─── Extrait de page

Le Tyrannosaure
Date de création :
Le 13 novembre 1940
Nom Original :
Tyrannosaurus Rex
Créateur(s) :
Wolfgang Reitherman
Apparition :
Cinéma
Télévision

Le portrait

rédigé par Karl Derisson
Publié le 21 octobre 2020

En 1940, Walt Disney offre au public un spectacle d’un nouveau genre. En collaboration avec le maestro Leopold Stokowski et le critique musical Deems Taylor, le créateur de Mickey s’est en effet mis en tête d’élever l’animation au rang d’art à part entière en créant le tout premier concert animé de l’histoire, Fantasia. Avec ses artistes, il convoque ainsi Bach, Tchaïkovski, Dukas, Beethoven, Ponchielli, Moussorgski, Schubert pour symboliser la musique abstraite, donner vie à la nature, déverser les pouvoirs magiques d’un Mickey apprenti sorcier, reconstituer la mythologie de la Grèce antique, faire danser des autruches et des pachydermes, réveiller un terrible démon et finir sur une note d’espoir. Également au programme, la partition du (Le) Sacre du Printemps d’Igor Stravinsky est quant à elle choisie en 1938 pour illustrer la naissance de la Terre et dépeindre le règne des dinosaures, les « terribles lézards » parmi lesquels figure en bonne place le terrifiant T-Rex…

Véritable scandale lors de sa présentation au théâtre des Champs-Élysées le 29 mai 1913, Le Sacre du Printemps fait partie de ces œuvres qui, après avoir été décriées par toute la profession et une large partie du public, s’est finalement imposée comme l’une des partitions majeures de la première moitié du XXe siècle. Sous-titrée Tableaux de la Russie Païenne en deux parties, le ballet d’Igor Stravinsky, chorégraphié par Vasla Nijinski pour les Ballets russes de Diaghilev, avait alors pour ambition de représenter sur scène les anciens rites païens de la Russie du passé, en particulier l’adoration de la terre puis le sacrifice d’une jeune fille par un groupe de vieux sages cherchant à s’attirer les bonnes grâces d’Iarilo, le dieu du printemps. En l’entendant pour la première fois, Walt Disney, totalement ignorant en matière de musique classique, a tout de suite senti la maestria de cette musique parfaitement hors du commun. Pleine de forces et parfois bestiale, elle lui inspire ainsi qu’à ses auteurs l’envie de représenter la création de la Terre, au départ une simple boule de lave en fusion bientôt recouverte par les océans, puis l’apparition des premiers organismes et êtres vivants qui, en passant du fond des mers à la terre ferme, ont donné naissance il y a des millions d’années au règne des dinosaures.

──────

Exercice écrit A:
Substituez « yellow green wing » à « olive green wing » dans les lignes de la liste qui commencent à la ligne contenant « In this exercise you will label every instance of the olive » et s'arrêtent après celle contenant « x=59, y=117 », en recopiant ces lignes sans aucune autre modification.

─── Données fournies

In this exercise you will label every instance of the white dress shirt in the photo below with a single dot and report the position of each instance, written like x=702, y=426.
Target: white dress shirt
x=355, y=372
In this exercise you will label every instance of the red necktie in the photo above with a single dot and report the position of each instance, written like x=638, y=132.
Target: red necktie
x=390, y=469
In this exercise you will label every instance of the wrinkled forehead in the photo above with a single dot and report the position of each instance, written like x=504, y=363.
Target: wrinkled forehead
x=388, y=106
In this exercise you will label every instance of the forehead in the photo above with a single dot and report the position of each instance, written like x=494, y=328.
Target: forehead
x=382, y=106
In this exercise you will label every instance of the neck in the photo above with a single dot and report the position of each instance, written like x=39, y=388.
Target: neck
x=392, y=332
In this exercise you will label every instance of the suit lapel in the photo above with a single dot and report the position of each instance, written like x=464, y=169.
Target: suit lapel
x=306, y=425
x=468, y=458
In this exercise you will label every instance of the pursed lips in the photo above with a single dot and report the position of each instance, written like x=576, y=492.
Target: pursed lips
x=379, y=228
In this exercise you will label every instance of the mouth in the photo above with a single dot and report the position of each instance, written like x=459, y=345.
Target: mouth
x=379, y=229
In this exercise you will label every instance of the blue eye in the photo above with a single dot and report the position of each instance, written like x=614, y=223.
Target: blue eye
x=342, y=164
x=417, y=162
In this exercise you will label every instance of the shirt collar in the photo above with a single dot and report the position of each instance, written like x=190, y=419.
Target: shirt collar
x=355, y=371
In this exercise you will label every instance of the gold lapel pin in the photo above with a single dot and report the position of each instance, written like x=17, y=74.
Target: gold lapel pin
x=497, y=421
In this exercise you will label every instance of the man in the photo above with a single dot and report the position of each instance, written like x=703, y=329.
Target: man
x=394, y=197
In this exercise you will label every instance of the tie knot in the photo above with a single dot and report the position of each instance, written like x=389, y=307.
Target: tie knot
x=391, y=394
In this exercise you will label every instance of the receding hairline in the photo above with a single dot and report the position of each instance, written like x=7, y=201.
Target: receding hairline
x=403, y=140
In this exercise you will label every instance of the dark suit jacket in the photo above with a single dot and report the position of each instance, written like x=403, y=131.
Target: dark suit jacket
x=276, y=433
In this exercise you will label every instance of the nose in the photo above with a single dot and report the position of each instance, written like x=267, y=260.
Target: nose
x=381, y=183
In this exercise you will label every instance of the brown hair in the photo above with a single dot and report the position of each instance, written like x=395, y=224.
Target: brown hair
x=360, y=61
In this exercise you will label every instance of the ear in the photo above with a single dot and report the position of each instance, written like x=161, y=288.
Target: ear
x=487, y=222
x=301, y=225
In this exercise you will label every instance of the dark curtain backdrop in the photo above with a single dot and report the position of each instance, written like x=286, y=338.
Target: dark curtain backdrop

──────
─── Données fournies

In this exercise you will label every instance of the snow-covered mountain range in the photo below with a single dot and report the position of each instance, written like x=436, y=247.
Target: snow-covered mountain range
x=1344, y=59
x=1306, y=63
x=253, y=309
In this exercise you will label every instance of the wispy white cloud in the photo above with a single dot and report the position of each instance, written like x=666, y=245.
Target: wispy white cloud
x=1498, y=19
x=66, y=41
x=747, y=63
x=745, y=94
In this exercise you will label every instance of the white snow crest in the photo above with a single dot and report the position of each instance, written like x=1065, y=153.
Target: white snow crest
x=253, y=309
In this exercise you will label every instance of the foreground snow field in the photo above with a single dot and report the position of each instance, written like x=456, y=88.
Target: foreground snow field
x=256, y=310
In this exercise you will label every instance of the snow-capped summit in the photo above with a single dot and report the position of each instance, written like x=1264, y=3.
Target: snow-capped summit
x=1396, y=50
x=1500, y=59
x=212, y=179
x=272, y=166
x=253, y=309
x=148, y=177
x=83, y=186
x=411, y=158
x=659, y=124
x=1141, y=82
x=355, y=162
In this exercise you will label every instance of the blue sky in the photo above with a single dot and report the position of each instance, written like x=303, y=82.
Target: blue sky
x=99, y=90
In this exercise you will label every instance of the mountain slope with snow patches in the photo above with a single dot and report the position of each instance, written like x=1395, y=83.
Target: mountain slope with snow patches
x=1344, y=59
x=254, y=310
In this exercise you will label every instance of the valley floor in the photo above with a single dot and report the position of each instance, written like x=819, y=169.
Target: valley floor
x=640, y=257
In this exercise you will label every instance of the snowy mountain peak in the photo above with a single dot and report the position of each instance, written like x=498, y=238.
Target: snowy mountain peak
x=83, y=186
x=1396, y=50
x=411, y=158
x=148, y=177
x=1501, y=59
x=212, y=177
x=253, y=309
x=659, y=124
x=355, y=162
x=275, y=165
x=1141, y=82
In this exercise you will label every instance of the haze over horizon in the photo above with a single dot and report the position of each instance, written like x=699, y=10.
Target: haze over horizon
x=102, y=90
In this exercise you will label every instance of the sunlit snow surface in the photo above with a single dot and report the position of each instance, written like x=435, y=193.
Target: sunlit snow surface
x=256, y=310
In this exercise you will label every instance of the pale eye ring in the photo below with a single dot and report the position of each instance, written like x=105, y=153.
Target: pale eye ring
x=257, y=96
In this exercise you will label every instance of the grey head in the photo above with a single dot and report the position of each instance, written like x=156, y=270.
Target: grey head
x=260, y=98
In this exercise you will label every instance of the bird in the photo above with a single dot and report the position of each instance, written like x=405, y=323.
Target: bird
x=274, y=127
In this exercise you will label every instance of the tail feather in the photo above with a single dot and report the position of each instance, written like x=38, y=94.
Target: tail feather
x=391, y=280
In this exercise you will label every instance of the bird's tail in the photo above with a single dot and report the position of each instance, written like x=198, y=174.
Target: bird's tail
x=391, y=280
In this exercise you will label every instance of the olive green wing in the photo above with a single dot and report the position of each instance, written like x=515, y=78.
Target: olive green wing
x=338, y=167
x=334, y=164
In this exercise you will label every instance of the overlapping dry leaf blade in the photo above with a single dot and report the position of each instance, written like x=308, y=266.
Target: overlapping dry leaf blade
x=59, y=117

──────

Exercice écrit B:
Expliquez, d'après le portrait du Tyrannosaure, pourquoi la partition du Sacre du Printemps a donné à Walt Disney l'idée de représenter la création de la Terre.

Réponse attendue A:
In this exercise you will label every instance of the yellow green wing in the photo above with a single dot and report the position of each instance, written like x=515, y=78.
Target: yellow green wing
x=338, y=167
x=334, y=164
In this exercise you will label every instance of the overlapping dry leaf blade in the photo above with a single dot and report the position of each instance, written like x=308, y=266.
Target: overlapping dry leaf blade
x=59, y=117

Réponse attendue B:
En l'entendant pour la première fois, Walt Disney a tout de suite senti la maestria de cette musique parfaitement hors du commun. Pleine de forces et parfois bestiale, elle lui a inspiré, ainsi qu'à ses auteurs, l'envie de représenter la création de la Terre.